SOURCE TEXT:
===

Tuesday, February 5, 2019

"And so I asked them, 'What if I wasn't the principal's kid...'"

Routine, Reality, Reflections... There isn't really a point to this post, just some random thoughts that escaped to the page.
I was in the middle of our goodnight routine.  Maggie knows I enjoy writing and asked me what I was going to write about next.  I jokingly said, "About how some people like you for what they think you can do for them, and others hate you based on who they think you are."  I laughed, knowing it was silly and thinking it was over her head.  She ever so naturally responded with, "That is like one day at recess when I asked someone if I could play with them, and they told me 'Yes, because you're the principal's kid.'  And so I asked them, 'What if I wasn't the principal's kid?'  They didn't respond so I went to play with someone else."  I asked her how that made her feel.  She said it was normal.  Then she changed the subject, talking about how excited she is to come home earlier in the afternoons, to spend family time instead of watching me work on the computer at night, and how she can't wait to hang out all day together this summer.

===

DATA LISTING:

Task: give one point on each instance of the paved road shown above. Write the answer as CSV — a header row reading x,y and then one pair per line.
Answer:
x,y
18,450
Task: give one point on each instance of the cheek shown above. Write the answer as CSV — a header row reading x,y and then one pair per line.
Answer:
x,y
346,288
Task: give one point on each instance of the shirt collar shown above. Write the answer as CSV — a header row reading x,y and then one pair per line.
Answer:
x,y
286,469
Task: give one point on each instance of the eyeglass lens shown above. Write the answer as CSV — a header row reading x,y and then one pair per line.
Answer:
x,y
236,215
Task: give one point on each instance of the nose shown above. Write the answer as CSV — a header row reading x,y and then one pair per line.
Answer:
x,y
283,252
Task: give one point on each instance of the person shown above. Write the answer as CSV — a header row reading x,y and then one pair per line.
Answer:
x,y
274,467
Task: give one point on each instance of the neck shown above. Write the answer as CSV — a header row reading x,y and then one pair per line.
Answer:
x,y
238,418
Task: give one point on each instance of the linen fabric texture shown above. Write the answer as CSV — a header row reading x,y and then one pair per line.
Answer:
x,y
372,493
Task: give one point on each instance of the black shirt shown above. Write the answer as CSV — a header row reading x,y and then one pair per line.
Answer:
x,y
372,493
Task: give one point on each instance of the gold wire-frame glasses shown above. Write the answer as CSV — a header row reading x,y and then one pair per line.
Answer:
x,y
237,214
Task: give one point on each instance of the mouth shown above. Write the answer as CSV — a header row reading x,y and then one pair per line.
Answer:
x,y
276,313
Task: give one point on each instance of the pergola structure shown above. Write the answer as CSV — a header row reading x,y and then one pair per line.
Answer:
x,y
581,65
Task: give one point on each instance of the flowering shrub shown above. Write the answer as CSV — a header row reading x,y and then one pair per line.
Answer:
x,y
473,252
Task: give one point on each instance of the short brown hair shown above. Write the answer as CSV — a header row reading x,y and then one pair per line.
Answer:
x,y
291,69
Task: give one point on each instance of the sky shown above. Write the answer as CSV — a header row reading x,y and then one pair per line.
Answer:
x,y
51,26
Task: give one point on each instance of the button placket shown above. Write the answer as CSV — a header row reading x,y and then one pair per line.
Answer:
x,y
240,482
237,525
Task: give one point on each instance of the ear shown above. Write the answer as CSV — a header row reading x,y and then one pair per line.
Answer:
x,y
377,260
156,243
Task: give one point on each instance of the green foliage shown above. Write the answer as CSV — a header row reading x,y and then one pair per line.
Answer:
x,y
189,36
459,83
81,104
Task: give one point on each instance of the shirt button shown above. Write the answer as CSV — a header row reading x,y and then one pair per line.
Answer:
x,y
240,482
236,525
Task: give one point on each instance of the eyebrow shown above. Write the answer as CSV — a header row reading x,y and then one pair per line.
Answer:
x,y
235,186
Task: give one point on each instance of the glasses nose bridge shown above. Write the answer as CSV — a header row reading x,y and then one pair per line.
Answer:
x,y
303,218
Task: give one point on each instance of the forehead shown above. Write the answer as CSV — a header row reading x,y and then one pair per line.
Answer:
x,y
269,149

===

TASK DESCRIPTION:
Continue the blog post about Maggie's recess story, picking up after its final sentence.

ANSWER SPACE:
As hard as I tried to make them normal kids, free of the reality of political presence, I guess it was more a part of their lives than I dared to notice.   Unfortunately, her situation is unique to her, but not unique to childhood.  Our littles deal with others putting them in a category for acceptance every day.  The category for which they are accepted may change, but the impact of rejection rarely fades. Half of my heart hurt that she had to understand acceptance based on a status, and the other part was proud of the I-didn't-give-a-shit-about-their-comment-and-found-someone-better attitude.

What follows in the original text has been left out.